| GOAL |
Give back, unchanged, each line from the one containing "Identify the raised" through the last line of the entries below.
* Begin THE DATA *
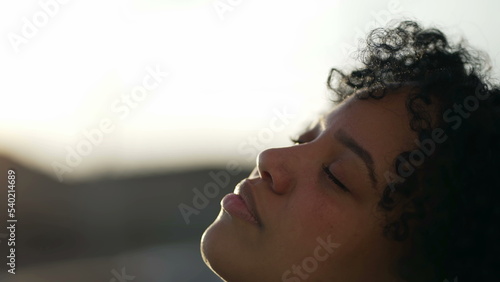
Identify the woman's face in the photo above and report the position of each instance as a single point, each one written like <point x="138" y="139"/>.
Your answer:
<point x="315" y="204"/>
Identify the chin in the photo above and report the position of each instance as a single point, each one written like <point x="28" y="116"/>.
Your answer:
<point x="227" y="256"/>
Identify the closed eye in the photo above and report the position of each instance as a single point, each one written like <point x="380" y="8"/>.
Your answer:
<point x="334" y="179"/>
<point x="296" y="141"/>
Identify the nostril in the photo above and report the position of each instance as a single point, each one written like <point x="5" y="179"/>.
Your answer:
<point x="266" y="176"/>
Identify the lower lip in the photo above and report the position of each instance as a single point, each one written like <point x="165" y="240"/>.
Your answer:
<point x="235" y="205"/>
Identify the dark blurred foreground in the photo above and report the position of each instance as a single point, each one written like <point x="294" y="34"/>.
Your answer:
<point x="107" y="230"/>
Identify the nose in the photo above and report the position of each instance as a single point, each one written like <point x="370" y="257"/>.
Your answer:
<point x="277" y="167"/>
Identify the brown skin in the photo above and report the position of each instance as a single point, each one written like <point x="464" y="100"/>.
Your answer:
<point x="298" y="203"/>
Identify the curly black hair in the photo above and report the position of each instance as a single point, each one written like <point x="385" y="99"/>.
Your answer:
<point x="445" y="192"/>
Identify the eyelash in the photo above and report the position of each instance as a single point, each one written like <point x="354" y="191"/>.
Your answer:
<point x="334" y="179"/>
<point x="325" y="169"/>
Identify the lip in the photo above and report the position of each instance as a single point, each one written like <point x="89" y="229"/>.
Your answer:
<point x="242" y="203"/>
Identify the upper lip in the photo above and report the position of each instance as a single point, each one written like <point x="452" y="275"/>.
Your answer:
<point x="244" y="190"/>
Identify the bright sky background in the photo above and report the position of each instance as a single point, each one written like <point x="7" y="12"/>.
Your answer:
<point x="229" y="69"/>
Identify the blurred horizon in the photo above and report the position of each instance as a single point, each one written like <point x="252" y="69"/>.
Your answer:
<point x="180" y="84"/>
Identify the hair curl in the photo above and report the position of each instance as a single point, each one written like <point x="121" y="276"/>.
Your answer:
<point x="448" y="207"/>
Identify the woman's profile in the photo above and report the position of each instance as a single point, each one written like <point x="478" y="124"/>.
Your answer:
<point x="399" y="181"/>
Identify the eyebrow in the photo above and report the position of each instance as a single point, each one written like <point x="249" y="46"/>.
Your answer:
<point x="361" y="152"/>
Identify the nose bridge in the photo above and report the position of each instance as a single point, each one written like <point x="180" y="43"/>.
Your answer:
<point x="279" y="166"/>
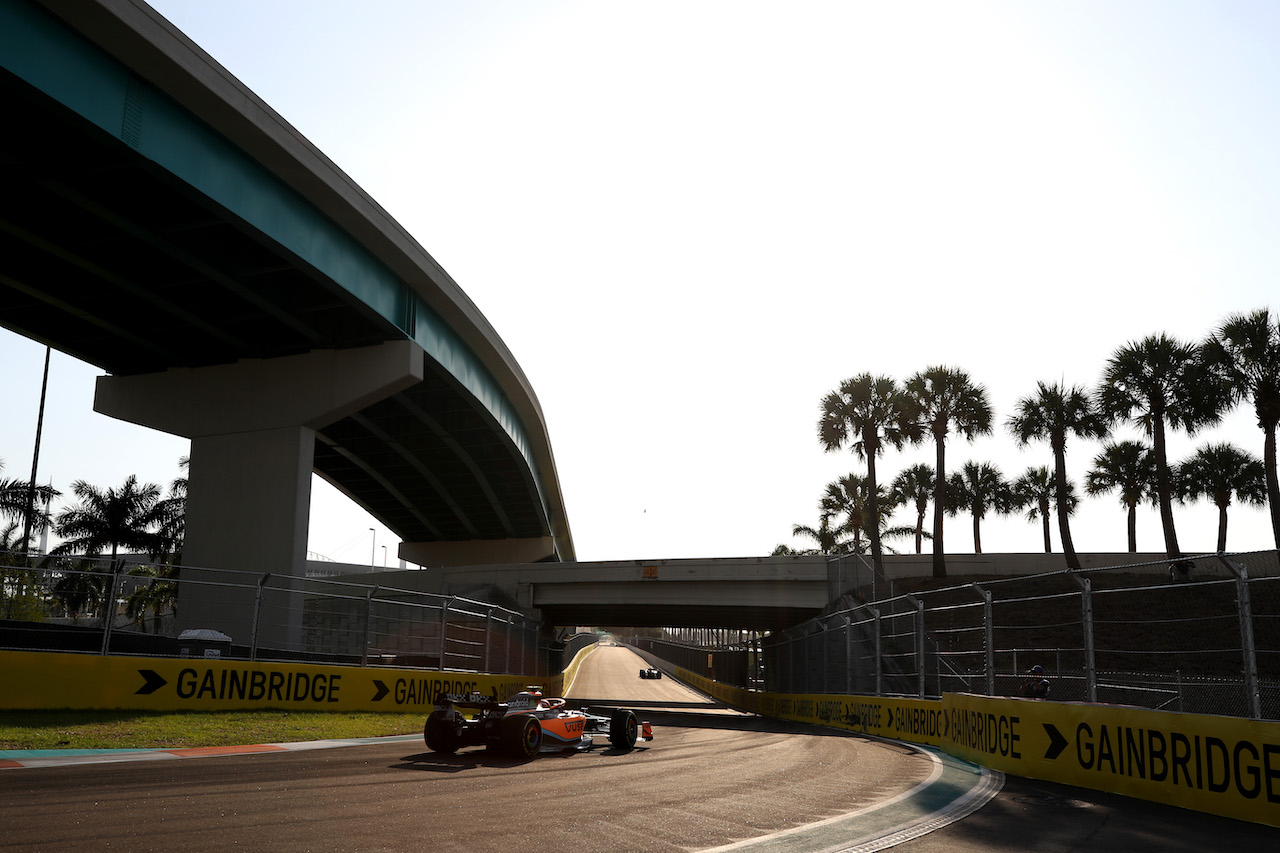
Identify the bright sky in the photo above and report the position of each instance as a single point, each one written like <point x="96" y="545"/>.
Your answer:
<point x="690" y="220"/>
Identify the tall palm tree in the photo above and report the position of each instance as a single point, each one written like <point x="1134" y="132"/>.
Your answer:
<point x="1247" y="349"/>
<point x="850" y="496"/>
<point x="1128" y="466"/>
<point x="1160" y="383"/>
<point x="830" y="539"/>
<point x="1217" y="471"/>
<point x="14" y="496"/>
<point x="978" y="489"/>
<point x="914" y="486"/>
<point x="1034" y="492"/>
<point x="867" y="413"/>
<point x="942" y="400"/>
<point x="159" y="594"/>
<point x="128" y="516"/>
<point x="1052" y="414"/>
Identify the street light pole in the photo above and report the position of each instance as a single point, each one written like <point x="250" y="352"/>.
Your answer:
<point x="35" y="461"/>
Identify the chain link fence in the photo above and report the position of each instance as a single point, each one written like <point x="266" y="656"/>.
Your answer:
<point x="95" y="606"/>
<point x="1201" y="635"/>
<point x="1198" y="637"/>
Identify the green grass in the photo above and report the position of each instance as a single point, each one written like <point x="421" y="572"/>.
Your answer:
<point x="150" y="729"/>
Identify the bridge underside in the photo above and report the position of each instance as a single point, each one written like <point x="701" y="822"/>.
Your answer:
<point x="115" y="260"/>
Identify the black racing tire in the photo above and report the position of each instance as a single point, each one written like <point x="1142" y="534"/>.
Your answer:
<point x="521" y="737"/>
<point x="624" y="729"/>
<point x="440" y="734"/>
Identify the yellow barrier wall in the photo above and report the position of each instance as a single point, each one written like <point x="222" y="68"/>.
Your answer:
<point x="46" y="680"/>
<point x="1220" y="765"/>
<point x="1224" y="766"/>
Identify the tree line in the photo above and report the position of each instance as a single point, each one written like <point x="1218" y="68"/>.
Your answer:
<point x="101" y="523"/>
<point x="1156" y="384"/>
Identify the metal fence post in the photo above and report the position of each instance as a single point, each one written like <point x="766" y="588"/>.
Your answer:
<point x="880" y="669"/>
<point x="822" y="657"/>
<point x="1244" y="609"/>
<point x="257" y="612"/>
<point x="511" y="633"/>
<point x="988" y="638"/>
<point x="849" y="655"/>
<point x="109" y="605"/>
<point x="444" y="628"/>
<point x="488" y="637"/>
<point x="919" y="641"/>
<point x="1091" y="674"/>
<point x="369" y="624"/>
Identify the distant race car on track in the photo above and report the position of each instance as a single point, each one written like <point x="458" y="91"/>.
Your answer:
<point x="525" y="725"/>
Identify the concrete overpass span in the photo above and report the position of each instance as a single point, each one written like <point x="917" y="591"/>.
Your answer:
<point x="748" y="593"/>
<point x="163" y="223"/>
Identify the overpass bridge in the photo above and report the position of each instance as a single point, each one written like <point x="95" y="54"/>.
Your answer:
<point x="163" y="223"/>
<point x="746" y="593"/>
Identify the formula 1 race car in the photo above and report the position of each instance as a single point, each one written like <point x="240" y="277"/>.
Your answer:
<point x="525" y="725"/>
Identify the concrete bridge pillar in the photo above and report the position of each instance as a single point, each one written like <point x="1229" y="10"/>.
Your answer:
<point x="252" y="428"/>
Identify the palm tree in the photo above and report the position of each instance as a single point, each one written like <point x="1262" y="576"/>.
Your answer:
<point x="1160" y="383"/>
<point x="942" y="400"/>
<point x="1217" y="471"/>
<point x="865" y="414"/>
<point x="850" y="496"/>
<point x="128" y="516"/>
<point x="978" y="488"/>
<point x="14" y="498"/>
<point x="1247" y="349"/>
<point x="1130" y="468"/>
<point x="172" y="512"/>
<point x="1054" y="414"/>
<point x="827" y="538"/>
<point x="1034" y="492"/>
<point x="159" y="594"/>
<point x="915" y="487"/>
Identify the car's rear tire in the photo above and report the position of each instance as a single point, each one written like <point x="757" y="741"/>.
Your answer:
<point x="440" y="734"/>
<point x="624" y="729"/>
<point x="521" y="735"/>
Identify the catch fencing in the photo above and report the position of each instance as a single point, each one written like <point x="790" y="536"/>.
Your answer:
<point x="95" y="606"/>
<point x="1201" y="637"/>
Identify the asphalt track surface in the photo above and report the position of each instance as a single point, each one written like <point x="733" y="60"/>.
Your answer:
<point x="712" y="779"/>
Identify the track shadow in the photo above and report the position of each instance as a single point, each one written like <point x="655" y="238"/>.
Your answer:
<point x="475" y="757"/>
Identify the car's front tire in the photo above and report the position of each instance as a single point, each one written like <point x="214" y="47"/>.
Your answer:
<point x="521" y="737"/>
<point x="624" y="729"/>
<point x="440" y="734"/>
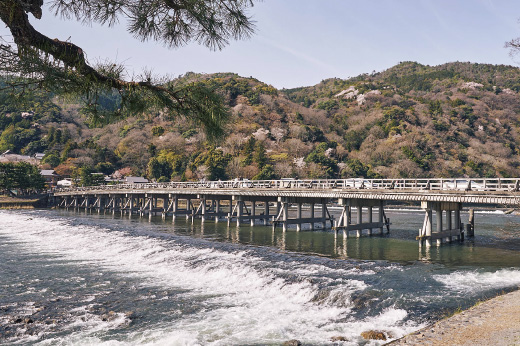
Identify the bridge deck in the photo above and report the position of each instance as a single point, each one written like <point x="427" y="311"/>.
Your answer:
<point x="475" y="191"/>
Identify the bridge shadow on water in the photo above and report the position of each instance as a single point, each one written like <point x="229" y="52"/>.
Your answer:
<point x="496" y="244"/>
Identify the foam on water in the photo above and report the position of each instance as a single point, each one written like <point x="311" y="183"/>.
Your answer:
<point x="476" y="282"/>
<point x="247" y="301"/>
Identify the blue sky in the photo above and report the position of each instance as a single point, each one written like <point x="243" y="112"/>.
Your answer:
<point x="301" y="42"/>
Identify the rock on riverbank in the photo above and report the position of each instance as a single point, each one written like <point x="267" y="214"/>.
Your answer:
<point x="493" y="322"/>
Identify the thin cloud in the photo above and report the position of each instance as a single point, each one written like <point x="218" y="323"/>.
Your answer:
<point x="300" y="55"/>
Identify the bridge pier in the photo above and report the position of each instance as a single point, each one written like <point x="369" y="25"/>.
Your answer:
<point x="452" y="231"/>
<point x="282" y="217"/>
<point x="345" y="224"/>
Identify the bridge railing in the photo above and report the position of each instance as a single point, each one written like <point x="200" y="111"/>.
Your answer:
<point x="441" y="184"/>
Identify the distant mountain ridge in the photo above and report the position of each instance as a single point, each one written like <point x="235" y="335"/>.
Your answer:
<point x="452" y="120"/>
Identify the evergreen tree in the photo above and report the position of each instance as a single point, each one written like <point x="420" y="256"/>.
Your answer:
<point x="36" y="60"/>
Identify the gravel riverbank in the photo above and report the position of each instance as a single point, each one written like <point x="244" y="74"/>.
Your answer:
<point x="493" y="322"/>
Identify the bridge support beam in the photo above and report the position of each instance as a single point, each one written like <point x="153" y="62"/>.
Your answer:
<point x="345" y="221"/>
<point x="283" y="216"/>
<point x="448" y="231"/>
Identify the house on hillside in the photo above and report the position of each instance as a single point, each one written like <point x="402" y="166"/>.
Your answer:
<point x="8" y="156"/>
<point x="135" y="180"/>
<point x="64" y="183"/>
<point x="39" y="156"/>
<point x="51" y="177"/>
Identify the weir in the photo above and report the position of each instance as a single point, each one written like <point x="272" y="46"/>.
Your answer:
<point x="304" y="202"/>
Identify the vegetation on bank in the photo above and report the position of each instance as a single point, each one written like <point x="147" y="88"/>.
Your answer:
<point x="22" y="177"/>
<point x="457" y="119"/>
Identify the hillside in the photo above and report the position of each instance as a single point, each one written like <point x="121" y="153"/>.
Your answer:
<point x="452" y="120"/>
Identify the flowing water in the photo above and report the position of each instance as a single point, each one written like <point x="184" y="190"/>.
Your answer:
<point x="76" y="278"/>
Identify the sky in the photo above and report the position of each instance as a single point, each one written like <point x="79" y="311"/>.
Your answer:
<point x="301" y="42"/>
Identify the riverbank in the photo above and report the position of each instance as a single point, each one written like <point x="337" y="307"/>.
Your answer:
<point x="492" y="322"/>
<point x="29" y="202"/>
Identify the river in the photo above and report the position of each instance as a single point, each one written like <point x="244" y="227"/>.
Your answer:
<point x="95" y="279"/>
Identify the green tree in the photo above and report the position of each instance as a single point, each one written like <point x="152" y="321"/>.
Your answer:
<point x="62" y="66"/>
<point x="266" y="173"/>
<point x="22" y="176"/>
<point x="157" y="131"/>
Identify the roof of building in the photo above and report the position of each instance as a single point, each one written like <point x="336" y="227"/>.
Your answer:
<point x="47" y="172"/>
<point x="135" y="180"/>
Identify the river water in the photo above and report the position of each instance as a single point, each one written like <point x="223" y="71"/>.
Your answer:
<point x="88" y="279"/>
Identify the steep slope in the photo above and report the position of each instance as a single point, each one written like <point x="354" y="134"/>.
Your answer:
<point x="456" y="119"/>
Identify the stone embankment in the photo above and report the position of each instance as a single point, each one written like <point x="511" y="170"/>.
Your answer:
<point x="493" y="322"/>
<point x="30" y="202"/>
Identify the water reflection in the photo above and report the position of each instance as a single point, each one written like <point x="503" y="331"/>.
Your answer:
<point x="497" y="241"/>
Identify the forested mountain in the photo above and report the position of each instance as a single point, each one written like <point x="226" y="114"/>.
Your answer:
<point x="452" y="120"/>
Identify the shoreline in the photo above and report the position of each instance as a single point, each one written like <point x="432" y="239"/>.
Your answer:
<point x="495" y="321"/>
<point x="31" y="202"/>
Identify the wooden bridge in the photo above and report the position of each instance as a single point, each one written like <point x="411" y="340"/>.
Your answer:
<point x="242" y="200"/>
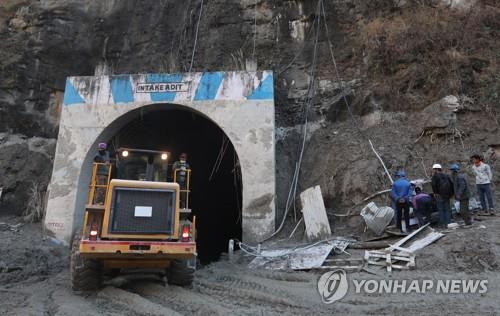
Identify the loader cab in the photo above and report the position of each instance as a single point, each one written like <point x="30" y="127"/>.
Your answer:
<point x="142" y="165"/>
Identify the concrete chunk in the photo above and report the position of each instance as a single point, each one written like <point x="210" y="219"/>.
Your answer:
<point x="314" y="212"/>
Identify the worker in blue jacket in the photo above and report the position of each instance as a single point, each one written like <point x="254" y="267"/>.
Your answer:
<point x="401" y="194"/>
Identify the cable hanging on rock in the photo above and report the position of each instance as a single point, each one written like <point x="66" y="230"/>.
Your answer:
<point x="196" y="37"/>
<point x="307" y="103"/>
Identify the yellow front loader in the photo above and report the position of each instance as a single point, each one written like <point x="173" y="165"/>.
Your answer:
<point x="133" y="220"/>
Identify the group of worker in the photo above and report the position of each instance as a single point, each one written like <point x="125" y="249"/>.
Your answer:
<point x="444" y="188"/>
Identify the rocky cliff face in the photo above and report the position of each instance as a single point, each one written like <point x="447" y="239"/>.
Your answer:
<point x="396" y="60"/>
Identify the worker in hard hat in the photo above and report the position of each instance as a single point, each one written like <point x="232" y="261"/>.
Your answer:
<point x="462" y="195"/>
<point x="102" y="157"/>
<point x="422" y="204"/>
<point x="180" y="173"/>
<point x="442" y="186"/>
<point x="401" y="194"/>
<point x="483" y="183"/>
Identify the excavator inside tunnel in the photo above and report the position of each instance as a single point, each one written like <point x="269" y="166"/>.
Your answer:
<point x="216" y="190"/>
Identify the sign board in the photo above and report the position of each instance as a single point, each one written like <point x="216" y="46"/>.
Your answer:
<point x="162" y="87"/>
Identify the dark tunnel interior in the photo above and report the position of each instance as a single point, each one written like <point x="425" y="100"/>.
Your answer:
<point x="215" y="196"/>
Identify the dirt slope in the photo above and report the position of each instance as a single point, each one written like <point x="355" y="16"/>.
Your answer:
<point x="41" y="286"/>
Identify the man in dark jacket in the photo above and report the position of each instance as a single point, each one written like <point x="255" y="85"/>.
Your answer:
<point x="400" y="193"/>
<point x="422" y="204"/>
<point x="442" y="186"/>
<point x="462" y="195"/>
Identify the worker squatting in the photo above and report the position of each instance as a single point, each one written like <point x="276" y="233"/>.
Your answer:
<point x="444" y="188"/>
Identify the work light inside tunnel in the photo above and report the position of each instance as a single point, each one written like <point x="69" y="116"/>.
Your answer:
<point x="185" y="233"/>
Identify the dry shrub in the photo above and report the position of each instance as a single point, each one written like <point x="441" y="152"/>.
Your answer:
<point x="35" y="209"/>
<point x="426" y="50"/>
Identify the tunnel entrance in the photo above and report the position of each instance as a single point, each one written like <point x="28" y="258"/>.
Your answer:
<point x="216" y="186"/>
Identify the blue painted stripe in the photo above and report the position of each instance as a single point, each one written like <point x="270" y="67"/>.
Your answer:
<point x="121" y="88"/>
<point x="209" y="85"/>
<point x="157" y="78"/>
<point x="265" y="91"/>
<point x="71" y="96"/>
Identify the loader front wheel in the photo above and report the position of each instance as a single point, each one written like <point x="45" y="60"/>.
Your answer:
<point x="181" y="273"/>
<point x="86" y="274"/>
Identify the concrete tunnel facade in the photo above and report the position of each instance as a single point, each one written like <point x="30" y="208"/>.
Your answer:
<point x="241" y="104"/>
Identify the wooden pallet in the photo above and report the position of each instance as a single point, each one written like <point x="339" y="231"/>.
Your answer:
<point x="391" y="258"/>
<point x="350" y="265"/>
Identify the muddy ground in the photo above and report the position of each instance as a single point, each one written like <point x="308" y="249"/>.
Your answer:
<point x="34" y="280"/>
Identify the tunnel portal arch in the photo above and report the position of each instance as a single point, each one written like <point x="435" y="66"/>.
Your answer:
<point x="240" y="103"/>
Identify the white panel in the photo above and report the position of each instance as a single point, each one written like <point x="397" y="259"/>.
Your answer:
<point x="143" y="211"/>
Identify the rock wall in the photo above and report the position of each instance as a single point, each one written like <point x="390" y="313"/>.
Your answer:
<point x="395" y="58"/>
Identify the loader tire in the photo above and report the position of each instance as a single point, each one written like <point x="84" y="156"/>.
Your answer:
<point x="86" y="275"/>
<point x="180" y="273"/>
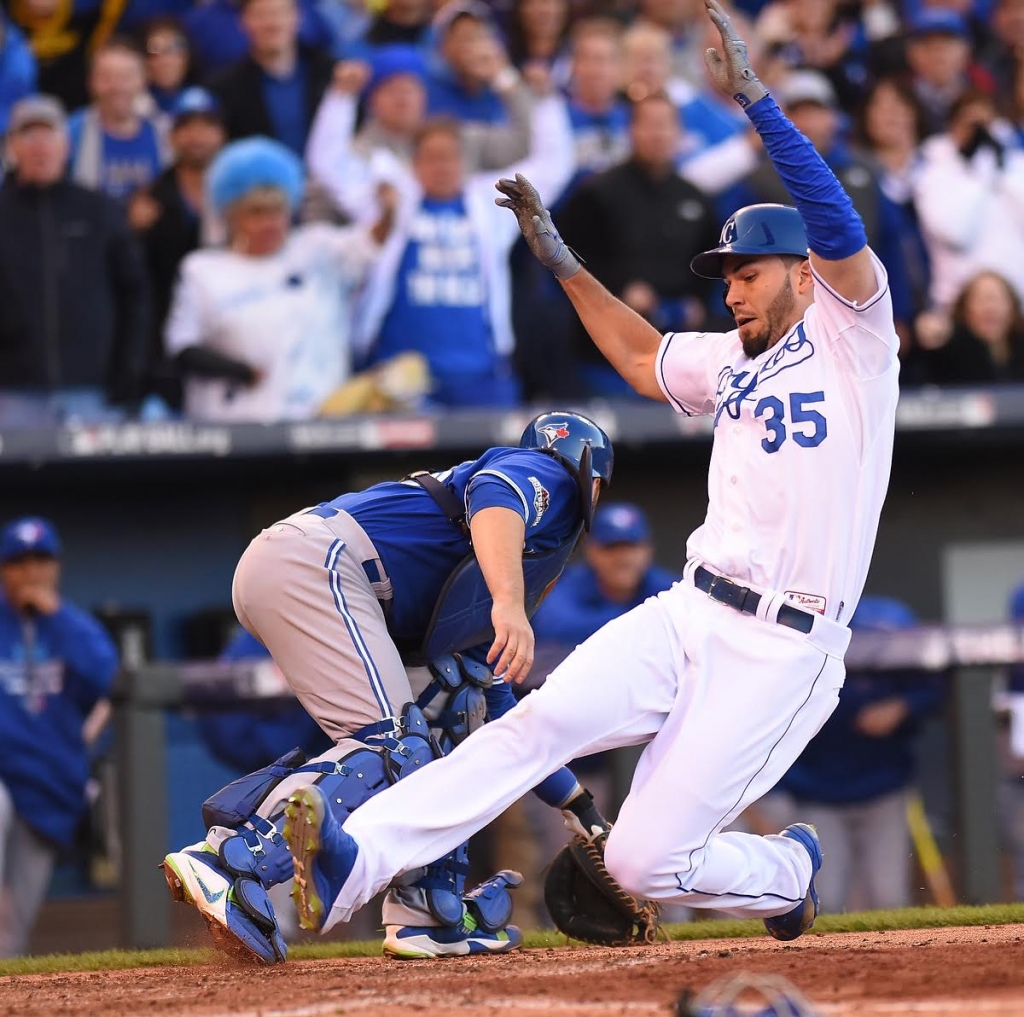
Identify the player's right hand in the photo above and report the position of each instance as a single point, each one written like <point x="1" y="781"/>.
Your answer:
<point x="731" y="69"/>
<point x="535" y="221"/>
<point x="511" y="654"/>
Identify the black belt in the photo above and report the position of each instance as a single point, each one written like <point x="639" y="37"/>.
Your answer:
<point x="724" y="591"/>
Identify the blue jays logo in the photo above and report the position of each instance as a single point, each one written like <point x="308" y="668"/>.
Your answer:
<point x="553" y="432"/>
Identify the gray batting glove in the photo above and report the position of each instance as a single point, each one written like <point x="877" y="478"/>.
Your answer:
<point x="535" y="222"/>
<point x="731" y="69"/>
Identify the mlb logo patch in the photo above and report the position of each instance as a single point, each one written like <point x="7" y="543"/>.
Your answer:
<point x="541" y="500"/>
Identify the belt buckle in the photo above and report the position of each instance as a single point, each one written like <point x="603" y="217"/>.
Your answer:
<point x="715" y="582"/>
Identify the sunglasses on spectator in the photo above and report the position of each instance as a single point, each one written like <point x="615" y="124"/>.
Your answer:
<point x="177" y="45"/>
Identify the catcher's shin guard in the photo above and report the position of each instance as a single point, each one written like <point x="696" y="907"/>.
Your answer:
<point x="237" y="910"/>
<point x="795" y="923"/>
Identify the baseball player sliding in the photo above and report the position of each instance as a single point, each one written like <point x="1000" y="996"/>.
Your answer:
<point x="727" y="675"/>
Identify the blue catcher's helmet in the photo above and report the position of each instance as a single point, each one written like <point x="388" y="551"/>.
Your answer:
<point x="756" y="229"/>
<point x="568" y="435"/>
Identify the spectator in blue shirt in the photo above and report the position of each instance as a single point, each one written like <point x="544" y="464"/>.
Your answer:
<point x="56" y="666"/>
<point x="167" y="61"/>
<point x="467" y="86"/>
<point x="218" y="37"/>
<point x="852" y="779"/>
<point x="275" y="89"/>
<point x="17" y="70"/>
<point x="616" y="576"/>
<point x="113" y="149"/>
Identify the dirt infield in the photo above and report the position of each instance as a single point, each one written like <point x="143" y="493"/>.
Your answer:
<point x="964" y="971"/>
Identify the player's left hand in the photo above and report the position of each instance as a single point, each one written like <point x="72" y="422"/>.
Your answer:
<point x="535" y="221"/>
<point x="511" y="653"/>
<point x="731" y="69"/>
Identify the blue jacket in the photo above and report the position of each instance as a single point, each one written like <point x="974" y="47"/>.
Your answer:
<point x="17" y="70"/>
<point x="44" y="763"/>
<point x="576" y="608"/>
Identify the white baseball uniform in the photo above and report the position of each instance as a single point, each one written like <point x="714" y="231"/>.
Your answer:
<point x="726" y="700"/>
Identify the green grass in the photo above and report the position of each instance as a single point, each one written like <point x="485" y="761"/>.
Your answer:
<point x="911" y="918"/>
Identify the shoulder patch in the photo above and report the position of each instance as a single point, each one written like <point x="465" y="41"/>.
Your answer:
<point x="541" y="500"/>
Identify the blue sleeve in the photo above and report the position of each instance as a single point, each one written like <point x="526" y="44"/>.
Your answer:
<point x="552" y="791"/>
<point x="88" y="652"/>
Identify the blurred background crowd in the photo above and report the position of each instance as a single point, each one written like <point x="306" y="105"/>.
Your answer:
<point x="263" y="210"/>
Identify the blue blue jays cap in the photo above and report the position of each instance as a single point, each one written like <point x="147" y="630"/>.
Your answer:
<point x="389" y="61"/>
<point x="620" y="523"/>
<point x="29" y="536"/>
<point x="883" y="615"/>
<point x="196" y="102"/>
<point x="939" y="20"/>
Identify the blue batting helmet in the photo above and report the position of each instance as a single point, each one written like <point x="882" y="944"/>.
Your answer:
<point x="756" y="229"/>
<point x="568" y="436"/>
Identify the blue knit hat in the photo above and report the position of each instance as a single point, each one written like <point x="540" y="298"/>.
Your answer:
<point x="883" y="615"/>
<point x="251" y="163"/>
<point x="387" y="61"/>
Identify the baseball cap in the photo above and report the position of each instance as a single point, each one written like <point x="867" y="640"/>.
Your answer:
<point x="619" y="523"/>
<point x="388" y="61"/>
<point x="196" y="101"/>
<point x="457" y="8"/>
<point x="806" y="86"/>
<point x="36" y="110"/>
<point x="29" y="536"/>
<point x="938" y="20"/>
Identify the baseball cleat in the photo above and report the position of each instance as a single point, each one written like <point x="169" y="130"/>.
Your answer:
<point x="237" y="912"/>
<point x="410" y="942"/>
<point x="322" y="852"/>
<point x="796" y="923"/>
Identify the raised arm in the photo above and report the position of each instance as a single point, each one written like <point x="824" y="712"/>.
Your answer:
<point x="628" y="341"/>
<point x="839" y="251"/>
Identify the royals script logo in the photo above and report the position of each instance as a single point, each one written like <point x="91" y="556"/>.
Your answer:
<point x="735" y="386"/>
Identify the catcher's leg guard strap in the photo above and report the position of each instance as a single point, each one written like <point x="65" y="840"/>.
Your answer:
* End THE DATA *
| TASK RESPONSE |
Identify the raised arm in the photo above and report the position of each instance as a single point, each one written like <point x="824" y="712"/>.
Your answer:
<point x="628" y="341"/>
<point x="839" y="251"/>
Identify the royals script logo in the photo above and report the position of each instance as a single point, each one written like <point x="91" y="556"/>.
Your answer:
<point x="735" y="386"/>
Identify the catcher's leg guard strap in the photo above and report the position of each instance as a single point, each one written like <point x="65" y="840"/>.
Your answer:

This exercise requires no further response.